- ENTRIES SHOWN -
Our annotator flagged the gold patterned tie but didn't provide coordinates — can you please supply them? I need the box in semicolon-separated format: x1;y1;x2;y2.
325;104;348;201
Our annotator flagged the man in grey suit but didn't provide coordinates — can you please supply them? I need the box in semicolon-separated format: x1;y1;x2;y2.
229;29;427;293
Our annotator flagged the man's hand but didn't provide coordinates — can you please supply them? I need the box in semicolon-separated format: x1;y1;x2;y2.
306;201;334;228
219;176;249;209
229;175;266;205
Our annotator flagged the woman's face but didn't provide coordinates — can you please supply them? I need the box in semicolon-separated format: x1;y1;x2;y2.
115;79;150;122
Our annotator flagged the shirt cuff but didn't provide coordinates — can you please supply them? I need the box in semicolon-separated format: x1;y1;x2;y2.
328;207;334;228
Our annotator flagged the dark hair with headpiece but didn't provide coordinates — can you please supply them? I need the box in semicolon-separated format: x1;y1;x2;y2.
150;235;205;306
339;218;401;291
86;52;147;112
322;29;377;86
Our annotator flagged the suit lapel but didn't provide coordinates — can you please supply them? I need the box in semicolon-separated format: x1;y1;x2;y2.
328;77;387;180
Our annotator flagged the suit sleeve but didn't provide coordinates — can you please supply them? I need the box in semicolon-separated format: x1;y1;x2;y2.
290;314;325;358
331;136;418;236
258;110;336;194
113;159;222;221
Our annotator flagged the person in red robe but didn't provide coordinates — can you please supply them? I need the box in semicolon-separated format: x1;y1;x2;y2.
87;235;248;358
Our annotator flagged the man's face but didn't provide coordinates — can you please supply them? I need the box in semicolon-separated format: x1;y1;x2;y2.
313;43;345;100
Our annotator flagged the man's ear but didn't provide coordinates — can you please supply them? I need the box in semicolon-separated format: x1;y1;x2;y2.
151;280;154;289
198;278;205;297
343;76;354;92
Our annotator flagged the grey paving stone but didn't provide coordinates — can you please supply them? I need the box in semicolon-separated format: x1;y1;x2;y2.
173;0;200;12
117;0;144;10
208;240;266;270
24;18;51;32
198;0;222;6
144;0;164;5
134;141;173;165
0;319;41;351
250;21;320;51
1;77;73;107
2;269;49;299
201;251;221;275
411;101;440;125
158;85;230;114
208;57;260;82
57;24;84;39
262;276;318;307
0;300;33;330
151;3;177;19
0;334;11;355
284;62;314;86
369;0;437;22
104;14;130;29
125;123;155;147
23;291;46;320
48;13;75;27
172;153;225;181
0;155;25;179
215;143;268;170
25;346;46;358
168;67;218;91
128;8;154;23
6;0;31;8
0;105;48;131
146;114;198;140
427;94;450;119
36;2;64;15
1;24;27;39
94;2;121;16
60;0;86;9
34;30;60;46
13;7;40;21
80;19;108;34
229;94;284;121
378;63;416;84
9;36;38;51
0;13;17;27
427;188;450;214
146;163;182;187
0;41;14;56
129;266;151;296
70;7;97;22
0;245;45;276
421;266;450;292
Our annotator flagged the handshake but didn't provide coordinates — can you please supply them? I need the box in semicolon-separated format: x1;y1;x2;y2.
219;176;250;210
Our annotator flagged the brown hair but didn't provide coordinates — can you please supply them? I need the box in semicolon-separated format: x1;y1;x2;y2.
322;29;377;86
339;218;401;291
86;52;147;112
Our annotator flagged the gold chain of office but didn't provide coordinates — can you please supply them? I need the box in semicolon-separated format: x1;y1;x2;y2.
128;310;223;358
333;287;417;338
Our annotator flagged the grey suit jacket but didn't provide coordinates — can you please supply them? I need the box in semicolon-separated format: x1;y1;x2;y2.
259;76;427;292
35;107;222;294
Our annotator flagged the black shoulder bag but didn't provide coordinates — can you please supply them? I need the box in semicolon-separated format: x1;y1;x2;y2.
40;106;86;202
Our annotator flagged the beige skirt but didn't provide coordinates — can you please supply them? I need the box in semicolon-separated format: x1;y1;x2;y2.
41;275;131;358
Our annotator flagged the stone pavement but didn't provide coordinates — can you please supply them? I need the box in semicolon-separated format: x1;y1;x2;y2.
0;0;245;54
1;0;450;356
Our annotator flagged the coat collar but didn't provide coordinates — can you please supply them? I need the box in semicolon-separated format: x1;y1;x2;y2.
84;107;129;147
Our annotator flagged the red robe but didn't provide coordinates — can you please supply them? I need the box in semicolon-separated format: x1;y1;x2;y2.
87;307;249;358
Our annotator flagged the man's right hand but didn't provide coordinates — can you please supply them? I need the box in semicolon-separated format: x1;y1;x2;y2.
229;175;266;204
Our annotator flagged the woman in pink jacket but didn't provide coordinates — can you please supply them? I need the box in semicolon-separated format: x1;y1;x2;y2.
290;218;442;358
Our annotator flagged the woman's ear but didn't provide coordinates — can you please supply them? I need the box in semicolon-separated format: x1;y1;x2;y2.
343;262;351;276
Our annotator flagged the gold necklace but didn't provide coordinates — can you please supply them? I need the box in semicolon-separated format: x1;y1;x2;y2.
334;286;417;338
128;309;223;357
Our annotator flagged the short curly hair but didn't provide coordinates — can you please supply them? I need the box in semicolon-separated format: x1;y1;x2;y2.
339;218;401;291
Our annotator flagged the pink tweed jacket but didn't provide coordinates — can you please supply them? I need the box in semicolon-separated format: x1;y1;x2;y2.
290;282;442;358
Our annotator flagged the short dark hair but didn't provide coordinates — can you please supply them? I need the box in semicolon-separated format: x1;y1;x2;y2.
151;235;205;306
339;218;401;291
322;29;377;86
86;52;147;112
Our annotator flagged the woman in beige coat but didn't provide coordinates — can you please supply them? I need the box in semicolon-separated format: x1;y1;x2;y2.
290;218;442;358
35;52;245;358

- EXERCISE -
Write out the whole listing exactly as it stands.

- THE COMPLETED TASK -
Our annotator flagged the gold patterned tie but didn't provide coordinates — can you please supply them? I need the box in semicolon-separated format: x1;y1;x2;y2.
325;104;348;201
Our annotator flagged the man in grey suit but didn't provide coordinates — can you please supply them? I need the box in semicolon-separated format: x1;y1;x2;y2.
229;29;427;293
Our annotator flagged the man's hand but didn't provide coordinates — can you please supply them? I need the box in semicolon-separated format: x1;y1;x2;y2.
306;201;334;228
219;176;249;209
229;175;266;205
Our annotator flagged the woman's face but didn't provide coordinates — can you please supply them? I need the box in semicolon-separated format: x1;y1;x2;y2.
115;79;150;122
Our annotator flagged the shirt cuff but didn't provide coordinates — can you please supply them? I need the box in semicolon-separated format: x1;y1;x2;y2.
328;207;334;228
Our annotator flagged the dark hair with headpiece but didn't provide coordinates — can you please supply them? I need the box in semicolon-separated format: x1;y1;x2;y2.
150;235;205;306
339;218;401;291
86;52;147;112
322;29;377;86
Our annotator flagged the suit lapel but didn't provide coordinates — can you please supply them? I need the box in semicolon-separated format: x1;y1;x2;y2.
328;77;387;180
Our annotator flagged the suit sleeve but didn't provide coordinates — can you please supply them? I need the box in semicolon-separated format: x1;y1;x2;y2.
290;314;325;358
331;136;418;236
258;110;336;194
113;159;222;221
Our annotator flagged the person in red robe but didn't provide coordinates — can you please supply them? I need the box in semicolon-separated format: x1;y1;x2;y2.
87;235;248;358
Our annotator flagged the man's face but didn't provide coordinates — can you please supply them? I need the box in semicolon-separated format: x1;y1;x2;y2.
313;43;345;100
Our annotator flagged the man's ear but didn't provide coordinates — can you please supply them? I need the box in semicolon-separated format: x1;y1;x2;y2.
151;280;154;289
198;278;205;297
343;76;354;92
Our annotator flagged the grey paving stone but didn't provide coordinates — can you please supply them? I need the box in semicolon-separated format: x1;y1;x2;y2.
173;0;200;12
117;0;144;10
208;240;266;270
24;18;51;32
198;0;222;6
144;0;164;5
134;141;173;165
0;319;41;351
250;21;320;51
1;77;73;107
2;269;49;299
201;251;221;275
411;101;440;125
158;85;230;114
208;57;260;82
57;24;84;39
262;276;318;307
0;300;33;330
151;3;177;19
0;334;11;355
284;62;314;86
369;0;437;22
104;14;130;29
125;123;155;147
23;291;46;320
48;13;75;27
172;153;225;181
0;155;25;179
215;143;268;170
25;346;46;358
168;67;218;91
128;8;154;23
6;0;31;8
0;105;48;131
146;114;198;140
427;94;450;119
36;2;64;15
1;24;27;39
94;2;121;16
60;0;86;9
34;30;60;46
13;7;40;21
80;19;108;34
229;94;284;121
378;63;416;84
9;36;38;51
0;13;17;27
427;188;450;214
146;163;182;187
0;41;14;56
129;266;151;296
70;7;97;22
0;245;45;276
421;266;450;292
Our annotator flagged the handshake but didn't provide coordinates — can you please supply them? I need the box in semicolon-separated format: x1;y1;x2;y2.
219;176;250;210
Our annotator flagged the brown hair but didn't provide coordinates — can you please supply them? I need the box in semicolon-separated format: x1;y1;x2;y2.
322;29;377;86
339;218;401;291
86;52;147;112
Our annotator flagged the gold chain of office but didn't provide coordinates — can you please supply them? I need the box in semicolon-separated format: x1;y1;x2;y2.
128;310;223;358
333;287;417;338
Our annotator flagged the grey suit jacket but didn't provide coordinates — can you please supply them? I need the box in semicolon-separated format: x1;y1;x2;y2.
259;76;427;292
35;107;222;294
Our annotator flagged the black shoulder bag but didn't provide coordinates — can you please supply them? I need the box in semicolon-separated format: x1;y1;x2;y2.
40;106;86;202
Our annotator flagged the beige skirt but didn't provide coordinates — can you please supply them? I need the box in semicolon-separated format: x1;y1;x2;y2.
41;275;131;358
Our annotator flagged the stone pavement but didn't provide coordinates — can you please supply them? I need the box in semicolon-separated format: x1;y1;x2;y2.
0;0;245;54
1;0;450;356
Our annotator flagged the coat collar but didn't provide coordinates — can you please supply them? I need the box in semicolon-separated format: x1;y1;x2;y2.
84;107;129;147
Our annotator flagged the red robe but didn't provide coordinates — can you please supply them? I need the box in semicolon-separated format: x1;y1;x2;y2.
87;307;249;358
Our annotator flagged the man's right hand but didn't provide coordinates — can you please supply them? I need the box in semicolon-separated format: x1;y1;x2;y2.
229;175;266;204
Our annotator flagged the woman in pink jacket but didn't provide coordinates — can you please supply them? I need the box in semicolon-separated format: x1;y1;x2;y2.
290;218;442;358
Our annotator flagged the woman's ear but didn't provide coordinates — can you please supply them? I need the box in semicolon-separated format: x1;y1;x2;y2.
343;262;351;276
Our annotator flagged the gold necklace but didn't provide coordinates — can you please supply them? I need the box in semicolon-separated format: x1;y1;x2;y2.
334;286;417;338
128;309;223;357
Our annotator flagged the short curly hair but didn't provide coordinates — can you please supply them? I need the box in semicolon-separated format: x1;y1;x2;y2.
339;218;401;291
Our annotator flagged the pink tweed jacket but didn't provide coordinates — can you please supply them? I need the box in semicolon-separated format: x1;y1;x2;y2.
290;282;442;358
Our annotator flagged the short dark hair but didn't provide coordinates — can you please supply them? I need the box in semicolon-separated format: x1;y1;x2;y2.
151;235;205;306
339;218;401;291
322;29;377;86
86;52;147;112
Our annotator flagged the woman in beige coat but didn't provide coordinates — can you please supply them? I need the box in semicolon-separated format: x1;y1;x2;y2.
290;218;442;358
35;52;245;358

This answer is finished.